### Exercise objective
Produce an exact copy of the lines from the line containing "A point marks every instance of the tennis racket" through the last line of the entries below, and only those lines.

### Recorded data

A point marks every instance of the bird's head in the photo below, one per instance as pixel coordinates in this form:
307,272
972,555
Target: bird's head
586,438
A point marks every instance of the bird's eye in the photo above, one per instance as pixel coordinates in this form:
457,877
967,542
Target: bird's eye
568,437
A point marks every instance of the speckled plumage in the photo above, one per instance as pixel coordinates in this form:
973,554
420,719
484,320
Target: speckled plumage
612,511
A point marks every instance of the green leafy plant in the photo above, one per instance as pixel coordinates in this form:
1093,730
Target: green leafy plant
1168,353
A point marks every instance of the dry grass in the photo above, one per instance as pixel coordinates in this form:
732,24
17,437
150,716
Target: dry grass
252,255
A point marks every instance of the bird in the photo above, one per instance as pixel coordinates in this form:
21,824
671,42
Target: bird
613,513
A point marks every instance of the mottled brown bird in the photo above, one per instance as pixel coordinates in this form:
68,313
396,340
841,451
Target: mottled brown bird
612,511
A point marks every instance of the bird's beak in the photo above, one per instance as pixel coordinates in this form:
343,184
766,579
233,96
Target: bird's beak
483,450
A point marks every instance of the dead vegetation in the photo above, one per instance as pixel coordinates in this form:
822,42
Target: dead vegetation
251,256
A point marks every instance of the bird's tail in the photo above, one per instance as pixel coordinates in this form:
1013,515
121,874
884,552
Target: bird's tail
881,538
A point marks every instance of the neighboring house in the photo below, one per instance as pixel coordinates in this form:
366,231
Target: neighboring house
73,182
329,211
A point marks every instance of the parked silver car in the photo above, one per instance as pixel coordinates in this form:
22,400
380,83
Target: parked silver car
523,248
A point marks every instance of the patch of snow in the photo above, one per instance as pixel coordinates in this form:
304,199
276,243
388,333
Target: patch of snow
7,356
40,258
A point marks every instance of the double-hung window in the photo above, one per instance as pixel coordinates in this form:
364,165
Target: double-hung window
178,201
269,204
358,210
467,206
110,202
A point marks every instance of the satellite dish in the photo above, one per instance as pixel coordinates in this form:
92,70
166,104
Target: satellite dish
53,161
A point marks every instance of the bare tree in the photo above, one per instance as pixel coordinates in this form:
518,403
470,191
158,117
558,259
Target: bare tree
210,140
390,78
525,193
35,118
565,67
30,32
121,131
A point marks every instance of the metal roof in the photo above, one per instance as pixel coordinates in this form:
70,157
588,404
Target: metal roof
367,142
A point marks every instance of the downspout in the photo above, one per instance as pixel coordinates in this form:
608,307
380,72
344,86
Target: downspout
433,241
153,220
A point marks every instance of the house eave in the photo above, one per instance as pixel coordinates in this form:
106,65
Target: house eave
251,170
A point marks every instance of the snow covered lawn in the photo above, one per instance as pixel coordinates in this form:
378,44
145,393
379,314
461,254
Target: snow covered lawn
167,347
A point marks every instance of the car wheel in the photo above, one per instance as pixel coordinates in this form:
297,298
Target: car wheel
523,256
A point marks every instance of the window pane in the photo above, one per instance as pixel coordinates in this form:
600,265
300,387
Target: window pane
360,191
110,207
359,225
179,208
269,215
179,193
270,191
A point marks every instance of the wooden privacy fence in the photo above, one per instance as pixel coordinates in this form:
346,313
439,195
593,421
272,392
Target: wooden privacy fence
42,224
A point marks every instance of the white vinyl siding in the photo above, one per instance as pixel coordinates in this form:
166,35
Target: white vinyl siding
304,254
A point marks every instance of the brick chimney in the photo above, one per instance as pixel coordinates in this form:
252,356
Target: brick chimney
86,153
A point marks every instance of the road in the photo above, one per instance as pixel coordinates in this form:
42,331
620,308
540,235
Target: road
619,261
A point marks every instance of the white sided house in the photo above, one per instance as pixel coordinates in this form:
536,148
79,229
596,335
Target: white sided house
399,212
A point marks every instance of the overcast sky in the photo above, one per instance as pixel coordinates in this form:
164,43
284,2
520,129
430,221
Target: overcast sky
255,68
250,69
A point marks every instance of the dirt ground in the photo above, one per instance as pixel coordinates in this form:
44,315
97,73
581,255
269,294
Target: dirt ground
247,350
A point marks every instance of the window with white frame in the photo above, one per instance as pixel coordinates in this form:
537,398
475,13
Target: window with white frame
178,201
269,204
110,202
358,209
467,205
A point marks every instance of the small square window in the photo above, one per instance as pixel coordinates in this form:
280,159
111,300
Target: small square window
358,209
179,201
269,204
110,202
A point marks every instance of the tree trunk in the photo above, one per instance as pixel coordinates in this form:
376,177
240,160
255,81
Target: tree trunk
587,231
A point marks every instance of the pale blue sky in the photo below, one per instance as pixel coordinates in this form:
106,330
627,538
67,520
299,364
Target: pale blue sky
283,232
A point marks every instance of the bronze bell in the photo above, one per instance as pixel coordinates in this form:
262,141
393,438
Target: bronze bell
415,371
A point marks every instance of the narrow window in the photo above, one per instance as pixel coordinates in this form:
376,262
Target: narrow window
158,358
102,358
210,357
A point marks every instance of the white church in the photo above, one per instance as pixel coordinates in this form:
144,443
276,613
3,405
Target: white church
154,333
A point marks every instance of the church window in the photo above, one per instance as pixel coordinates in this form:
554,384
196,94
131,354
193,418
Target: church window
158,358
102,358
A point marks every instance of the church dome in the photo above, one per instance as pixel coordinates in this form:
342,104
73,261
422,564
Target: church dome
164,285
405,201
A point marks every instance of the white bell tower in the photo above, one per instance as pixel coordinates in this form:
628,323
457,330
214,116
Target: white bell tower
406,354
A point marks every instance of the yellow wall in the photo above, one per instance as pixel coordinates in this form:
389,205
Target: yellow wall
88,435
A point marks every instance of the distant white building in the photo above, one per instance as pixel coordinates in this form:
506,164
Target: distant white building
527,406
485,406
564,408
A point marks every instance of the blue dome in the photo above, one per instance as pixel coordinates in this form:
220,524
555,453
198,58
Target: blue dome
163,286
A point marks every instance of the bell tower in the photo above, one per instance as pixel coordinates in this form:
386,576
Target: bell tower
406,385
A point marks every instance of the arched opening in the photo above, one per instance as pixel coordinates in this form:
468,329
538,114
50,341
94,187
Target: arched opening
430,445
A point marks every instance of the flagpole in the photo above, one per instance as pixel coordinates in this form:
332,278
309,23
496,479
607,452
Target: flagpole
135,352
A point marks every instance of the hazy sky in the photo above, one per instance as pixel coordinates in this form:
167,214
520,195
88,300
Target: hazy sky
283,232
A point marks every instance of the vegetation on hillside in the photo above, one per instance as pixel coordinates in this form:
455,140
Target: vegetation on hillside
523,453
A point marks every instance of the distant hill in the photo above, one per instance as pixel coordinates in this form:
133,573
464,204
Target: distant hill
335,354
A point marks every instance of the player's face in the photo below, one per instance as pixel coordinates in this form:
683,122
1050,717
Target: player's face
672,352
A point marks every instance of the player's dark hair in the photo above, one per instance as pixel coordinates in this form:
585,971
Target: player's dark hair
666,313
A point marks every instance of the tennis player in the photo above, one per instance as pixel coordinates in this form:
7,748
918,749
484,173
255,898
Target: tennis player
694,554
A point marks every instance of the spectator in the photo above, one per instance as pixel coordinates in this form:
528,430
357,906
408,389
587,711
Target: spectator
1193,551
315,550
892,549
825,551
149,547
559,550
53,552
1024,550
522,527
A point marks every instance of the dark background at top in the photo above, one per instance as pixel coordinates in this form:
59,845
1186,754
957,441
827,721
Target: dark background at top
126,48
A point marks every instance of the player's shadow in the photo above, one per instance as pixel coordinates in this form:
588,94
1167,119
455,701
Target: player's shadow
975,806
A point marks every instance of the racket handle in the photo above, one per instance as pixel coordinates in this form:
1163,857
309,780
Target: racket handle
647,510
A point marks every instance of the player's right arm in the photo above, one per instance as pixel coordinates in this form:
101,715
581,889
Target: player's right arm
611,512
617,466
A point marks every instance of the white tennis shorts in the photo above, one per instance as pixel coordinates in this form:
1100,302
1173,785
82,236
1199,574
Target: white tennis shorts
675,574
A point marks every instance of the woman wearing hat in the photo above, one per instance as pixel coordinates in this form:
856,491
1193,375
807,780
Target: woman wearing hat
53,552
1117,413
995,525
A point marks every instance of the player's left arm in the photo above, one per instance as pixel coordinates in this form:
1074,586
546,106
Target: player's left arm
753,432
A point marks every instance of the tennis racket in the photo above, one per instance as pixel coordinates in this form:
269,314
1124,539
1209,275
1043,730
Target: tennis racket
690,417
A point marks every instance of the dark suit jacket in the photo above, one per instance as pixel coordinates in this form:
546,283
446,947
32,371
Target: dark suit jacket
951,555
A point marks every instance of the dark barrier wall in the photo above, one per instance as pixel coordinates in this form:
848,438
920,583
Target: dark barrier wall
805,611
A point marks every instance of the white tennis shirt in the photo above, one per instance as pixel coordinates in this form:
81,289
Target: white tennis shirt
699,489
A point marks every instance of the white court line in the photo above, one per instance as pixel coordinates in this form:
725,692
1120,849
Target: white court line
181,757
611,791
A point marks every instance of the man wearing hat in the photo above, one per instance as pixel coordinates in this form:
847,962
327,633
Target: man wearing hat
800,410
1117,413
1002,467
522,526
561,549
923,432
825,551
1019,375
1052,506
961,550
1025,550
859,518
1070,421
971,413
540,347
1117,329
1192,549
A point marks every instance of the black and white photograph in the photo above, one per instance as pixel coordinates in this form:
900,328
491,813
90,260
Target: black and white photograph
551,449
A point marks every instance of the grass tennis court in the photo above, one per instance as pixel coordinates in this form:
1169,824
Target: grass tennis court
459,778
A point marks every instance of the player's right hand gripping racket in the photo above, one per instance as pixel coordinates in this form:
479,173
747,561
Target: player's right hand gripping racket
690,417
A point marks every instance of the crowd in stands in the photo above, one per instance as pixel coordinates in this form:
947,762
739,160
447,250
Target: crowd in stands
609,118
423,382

### Problem solution
A point marks every instance of the tennis racket in the photo above, one per instance as pixel coordinates in this form:
269,314
1124,539
1209,275
1043,730
Target: tennis racket
690,417
A point marks every instance of the dark suit jacket in the photo above, one per instance as pixel coordinates in this form:
546,283
446,947
32,371
Target: dark suit jacket
951,555
A point marks every instance of the dark barrier wall in the photo above, one per instance as pixel coordinates in this form:
848,438
920,583
Target: dark barrier wall
805,611
A point marks every instance of the white tennis shirt in the photo above, one per instance as pixel coordinates in this form:
81,289
Target: white tennis shirt
699,489
A point marks every instance of the white court line in the photo above, one per instance as pixel coordinates in this form:
725,692
1120,849
Target: white court line
181,757
611,791
A point marks every instance of the man wearing hat in the photo above, one per instance as pixel coordinates in this form:
847,962
327,633
Target: man wearing hat
800,410
1117,413
1002,467
522,526
561,549
923,432
825,551
1019,375
1052,506
961,550
1025,550
859,518
1070,421
971,413
540,347
1117,329
1192,549
A point marks every instance of the black and white photograph in the photo above, one per instance as pixel coordinates in this form:
900,328
491,813
90,260
Target: black and white photograph
551,449
A point marks every instance of the grass tennis court in the photo above, one per instance as pixel coordinates in this form:
1169,824
Target: grass tennis court
459,778
A point marks every instance of the player's right hand gripping racket in the photo above, one per instance as pixel coordinates in this form:
479,173
747,561
Target: player's right hand gripping racket
690,417
A point marks every instance of the crowd in stands in the photo above, one per instance as pixel coordinates in this form:
947,762
739,160
447,250
Target: crowd in stands
609,118
423,382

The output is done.